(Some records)
-- BEGIN --

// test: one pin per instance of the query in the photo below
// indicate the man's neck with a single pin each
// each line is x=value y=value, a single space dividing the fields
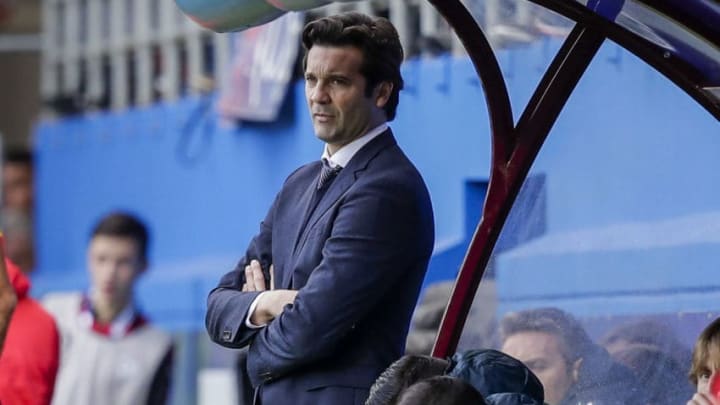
x=107 y=312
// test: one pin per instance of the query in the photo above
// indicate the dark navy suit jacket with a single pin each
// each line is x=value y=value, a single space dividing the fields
x=358 y=264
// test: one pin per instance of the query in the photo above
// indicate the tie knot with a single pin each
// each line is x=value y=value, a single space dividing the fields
x=327 y=173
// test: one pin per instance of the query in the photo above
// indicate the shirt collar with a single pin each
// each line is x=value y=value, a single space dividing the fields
x=342 y=156
x=123 y=323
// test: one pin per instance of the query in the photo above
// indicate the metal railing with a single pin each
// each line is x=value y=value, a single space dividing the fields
x=100 y=54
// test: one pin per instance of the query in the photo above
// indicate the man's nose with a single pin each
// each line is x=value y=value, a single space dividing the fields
x=319 y=95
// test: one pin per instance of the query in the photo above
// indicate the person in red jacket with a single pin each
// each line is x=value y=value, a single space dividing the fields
x=29 y=359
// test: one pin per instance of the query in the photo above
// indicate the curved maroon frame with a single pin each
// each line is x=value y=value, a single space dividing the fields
x=514 y=148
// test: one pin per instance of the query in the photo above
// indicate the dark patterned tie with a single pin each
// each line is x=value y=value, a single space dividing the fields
x=327 y=174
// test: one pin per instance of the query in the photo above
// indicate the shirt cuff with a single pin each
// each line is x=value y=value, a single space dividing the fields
x=251 y=311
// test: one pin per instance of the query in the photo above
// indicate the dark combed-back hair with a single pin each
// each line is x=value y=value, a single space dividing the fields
x=124 y=225
x=441 y=390
x=708 y=341
x=574 y=340
x=375 y=37
x=17 y=155
x=404 y=372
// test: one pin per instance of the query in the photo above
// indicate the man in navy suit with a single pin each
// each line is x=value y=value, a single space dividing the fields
x=324 y=293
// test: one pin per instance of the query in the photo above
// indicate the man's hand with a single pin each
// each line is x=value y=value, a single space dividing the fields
x=271 y=302
x=255 y=279
x=703 y=399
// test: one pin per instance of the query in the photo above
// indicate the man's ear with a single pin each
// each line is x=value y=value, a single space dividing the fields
x=382 y=93
x=143 y=267
x=576 y=369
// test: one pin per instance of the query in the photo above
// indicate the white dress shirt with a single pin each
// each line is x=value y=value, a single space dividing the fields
x=341 y=158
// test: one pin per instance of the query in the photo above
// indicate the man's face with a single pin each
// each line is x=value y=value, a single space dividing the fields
x=541 y=352
x=335 y=93
x=17 y=186
x=114 y=264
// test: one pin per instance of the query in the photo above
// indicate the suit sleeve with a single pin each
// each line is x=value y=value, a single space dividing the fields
x=373 y=241
x=227 y=305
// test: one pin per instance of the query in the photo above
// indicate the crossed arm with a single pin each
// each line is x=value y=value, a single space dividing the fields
x=270 y=303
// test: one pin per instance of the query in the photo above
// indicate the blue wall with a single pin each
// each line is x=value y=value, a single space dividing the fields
x=203 y=209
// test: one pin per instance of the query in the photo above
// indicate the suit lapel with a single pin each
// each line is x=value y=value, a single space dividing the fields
x=300 y=221
x=343 y=181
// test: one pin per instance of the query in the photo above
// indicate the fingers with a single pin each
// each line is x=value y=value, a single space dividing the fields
x=254 y=279
x=702 y=399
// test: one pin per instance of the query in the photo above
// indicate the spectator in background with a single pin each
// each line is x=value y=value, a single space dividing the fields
x=647 y=332
x=660 y=374
x=8 y=301
x=501 y=379
x=441 y=390
x=110 y=353
x=403 y=373
x=570 y=366
x=706 y=364
x=18 y=206
x=29 y=361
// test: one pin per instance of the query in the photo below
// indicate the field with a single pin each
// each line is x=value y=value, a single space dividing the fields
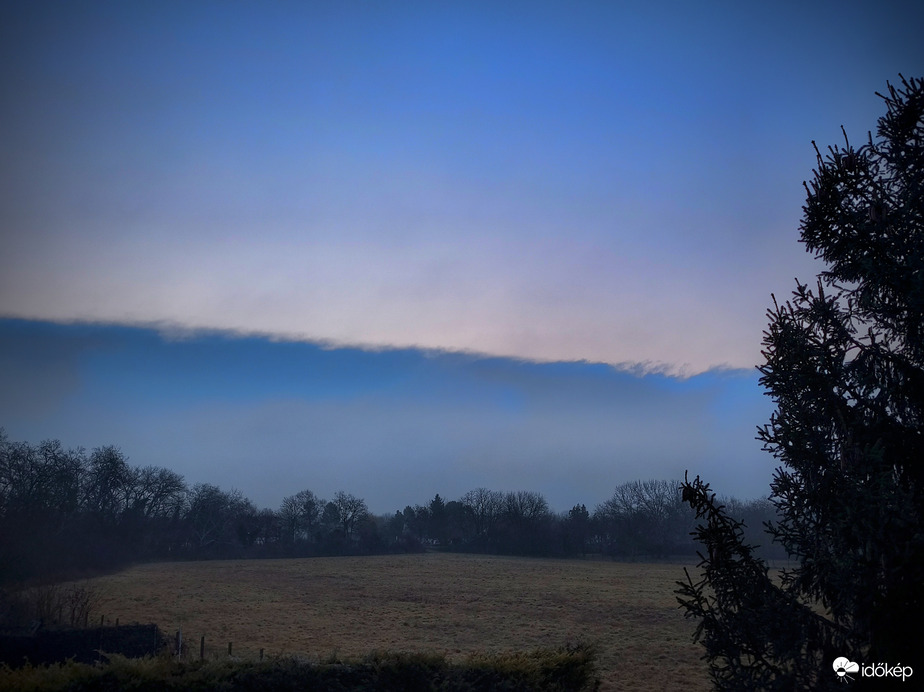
x=453 y=604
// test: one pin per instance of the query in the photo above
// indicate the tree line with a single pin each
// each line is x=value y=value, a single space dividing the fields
x=65 y=511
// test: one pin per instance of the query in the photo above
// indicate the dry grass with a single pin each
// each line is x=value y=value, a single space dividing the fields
x=453 y=604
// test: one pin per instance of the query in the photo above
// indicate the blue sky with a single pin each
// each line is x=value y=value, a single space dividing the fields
x=448 y=242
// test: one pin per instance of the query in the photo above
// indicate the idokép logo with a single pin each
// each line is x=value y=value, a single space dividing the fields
x=843 y=667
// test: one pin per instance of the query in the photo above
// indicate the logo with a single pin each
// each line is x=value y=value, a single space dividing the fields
x=844 y=667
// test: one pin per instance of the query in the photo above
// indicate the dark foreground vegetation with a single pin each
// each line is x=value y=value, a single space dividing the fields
x=845 y=368
x=64 y=513
x=569 y=668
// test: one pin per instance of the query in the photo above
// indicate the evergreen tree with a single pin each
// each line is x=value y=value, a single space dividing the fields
x=845 y=368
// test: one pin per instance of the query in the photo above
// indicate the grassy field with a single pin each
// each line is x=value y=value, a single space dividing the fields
x=453 y=604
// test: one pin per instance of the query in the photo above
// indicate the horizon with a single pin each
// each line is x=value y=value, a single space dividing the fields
x=429 y=248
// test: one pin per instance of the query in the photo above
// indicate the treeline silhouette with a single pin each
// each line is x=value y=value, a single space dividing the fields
x=66 y=512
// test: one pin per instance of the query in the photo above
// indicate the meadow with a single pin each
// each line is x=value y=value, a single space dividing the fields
x=435 y=602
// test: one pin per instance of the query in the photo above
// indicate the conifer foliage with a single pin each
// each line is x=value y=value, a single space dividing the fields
x=845 y=368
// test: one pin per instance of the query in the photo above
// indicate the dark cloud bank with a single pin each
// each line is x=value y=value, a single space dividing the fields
x=393 y=426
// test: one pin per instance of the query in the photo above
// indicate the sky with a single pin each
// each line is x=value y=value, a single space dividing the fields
x=414 y=247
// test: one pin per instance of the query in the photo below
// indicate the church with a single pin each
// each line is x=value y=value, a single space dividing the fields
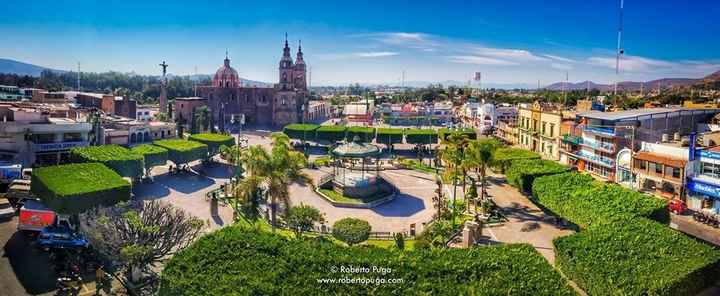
x=277 y=106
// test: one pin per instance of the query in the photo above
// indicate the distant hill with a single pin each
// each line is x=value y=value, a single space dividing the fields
x=9 y=66
x=20 y=68
x=634 y=85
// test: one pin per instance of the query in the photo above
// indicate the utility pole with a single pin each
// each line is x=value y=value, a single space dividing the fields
x=620 y=51
x=78 y=87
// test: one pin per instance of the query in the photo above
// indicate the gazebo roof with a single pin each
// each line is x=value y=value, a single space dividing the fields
x=356 y=149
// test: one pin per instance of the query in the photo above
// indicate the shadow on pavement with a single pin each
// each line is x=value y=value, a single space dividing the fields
x=32 y=266
x=403 y=205
x=184 y=182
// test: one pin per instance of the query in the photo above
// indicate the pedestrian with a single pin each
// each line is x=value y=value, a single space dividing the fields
x=99 y=279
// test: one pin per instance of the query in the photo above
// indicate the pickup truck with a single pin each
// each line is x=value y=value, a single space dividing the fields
x=60 y=237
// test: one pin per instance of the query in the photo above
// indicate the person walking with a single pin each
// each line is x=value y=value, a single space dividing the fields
x=99 y=279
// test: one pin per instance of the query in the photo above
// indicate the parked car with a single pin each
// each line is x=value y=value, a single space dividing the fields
x=60 y=237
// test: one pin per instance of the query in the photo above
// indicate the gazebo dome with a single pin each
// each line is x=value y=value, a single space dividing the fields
x=226 y=76
x=356 y=149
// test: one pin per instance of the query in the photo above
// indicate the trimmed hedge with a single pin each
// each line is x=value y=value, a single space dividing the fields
x=298 y=130
x=120 y=159
x=585 y=202
x=74 y=188
x=330 y=133
x=389 y=136
x=637 y=257
x=153 y=155
x=503 y=157
x=213 y=141
x=421 y=136
x=366 y=134
x=183 y=151
x=522 y=172
x=444 y=133
x=242 y=261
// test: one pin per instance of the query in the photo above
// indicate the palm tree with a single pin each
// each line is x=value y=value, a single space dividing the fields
x=452 y=155
x=478 y=156
x=273 y=171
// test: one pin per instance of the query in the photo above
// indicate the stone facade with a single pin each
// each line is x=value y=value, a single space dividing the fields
x=278 y=105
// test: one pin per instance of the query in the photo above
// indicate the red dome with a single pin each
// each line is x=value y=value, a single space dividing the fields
x=226 y=76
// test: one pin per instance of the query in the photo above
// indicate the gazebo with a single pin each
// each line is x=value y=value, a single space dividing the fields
x=353 y=170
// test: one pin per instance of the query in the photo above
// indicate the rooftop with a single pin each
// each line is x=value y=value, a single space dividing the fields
x=618 y=115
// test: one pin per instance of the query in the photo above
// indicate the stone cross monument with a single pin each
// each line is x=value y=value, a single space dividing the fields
x=163 y=91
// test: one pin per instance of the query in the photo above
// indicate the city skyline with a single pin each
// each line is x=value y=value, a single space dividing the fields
x=365 y=44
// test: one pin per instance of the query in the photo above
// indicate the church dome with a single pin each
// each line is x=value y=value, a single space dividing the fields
x=226 y=76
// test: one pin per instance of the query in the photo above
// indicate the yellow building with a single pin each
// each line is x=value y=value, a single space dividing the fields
x=539 y=129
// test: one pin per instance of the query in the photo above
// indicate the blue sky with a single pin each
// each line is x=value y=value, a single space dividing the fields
x=371 y=41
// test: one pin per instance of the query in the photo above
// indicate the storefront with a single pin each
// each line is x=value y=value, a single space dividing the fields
x=703 y=196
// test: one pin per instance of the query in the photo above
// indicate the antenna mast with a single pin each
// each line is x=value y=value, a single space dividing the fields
x=620 y=51
x=78 y=88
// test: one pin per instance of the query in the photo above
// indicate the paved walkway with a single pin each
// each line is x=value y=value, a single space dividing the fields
x=521 y=212
x=412 y=205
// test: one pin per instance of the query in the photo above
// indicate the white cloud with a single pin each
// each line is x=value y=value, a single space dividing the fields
x=559 y=58
x=480 y=60
x=356 y=55
x=517 y=55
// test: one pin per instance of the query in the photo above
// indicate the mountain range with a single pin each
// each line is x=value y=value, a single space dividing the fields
x=663 y=83
x=9 y=66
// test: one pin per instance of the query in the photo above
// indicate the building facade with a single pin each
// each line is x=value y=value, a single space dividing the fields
x=278 y=105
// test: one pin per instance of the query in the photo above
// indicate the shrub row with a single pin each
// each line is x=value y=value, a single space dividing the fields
x=239 y=261
x=183 y=151
x=636 y=257
x=213 y=141
x=503 y=157
x=153 y=155
x=74 y=188
x=522 y=172
x=584 y=201
x=123 y=161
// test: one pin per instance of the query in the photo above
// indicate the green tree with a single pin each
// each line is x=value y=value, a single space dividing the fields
x=351 y=231
x=273 y=172
x=302 y=218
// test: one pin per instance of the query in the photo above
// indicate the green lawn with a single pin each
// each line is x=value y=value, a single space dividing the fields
x=346 y=199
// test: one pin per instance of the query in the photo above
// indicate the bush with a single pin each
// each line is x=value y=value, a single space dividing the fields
x=123 y=161
x=444 y=133
x=584 y=201
x=183 y=151
x=153 y=155
x=636 y=257
x=351 y=231
x=330 y=133
x=503 y=157
x=238 y=261
x=213 y=141
x=74 y=188
x=366 y=134
x=389 y=136
x=421 y=136
x=297 y=131
x=522 y=172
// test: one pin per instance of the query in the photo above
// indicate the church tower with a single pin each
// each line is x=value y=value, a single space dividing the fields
x=300 y=70
x=286 y=68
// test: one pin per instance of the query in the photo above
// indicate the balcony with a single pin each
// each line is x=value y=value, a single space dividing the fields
x=607 y=147
x=57 y=146
x=602 y=160
x=603 y=131
x=575 y=140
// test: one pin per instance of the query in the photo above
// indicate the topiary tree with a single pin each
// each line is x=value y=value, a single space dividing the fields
x=120 y=159
x=153 y=155
x=302 y=218
x=74 y=188
x=351 y=231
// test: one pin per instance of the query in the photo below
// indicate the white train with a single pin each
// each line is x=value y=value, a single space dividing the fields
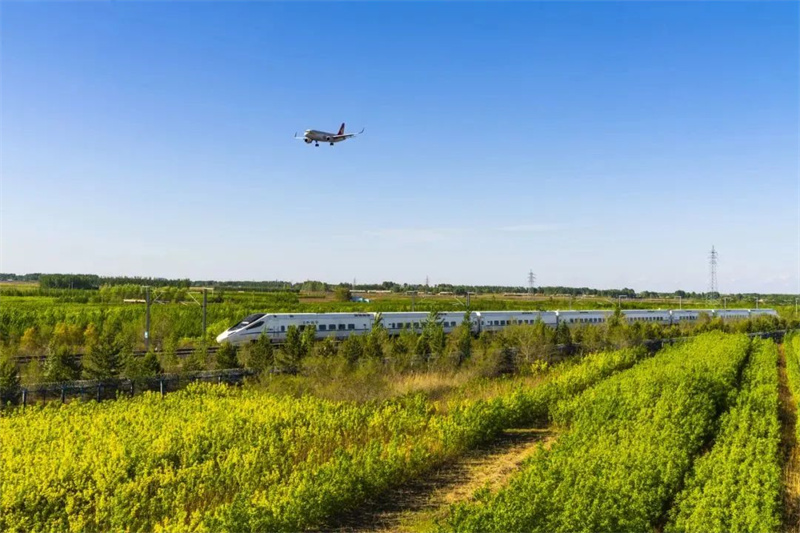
x=341 y=325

-- END --

# PROMPT
Revise the items from the very beginning through the line that contains "x=107 y=312", putting "man's throat" in place of "man's neck" and keeping everything else the same. Leave the pictures out of your answer.

# RESPONSE
// test: one pin per instance of the query in the photo below
// indicate the man's throat with a single pin each
// each line is x=value y=value, a single space dividing the fields
x=107 y=312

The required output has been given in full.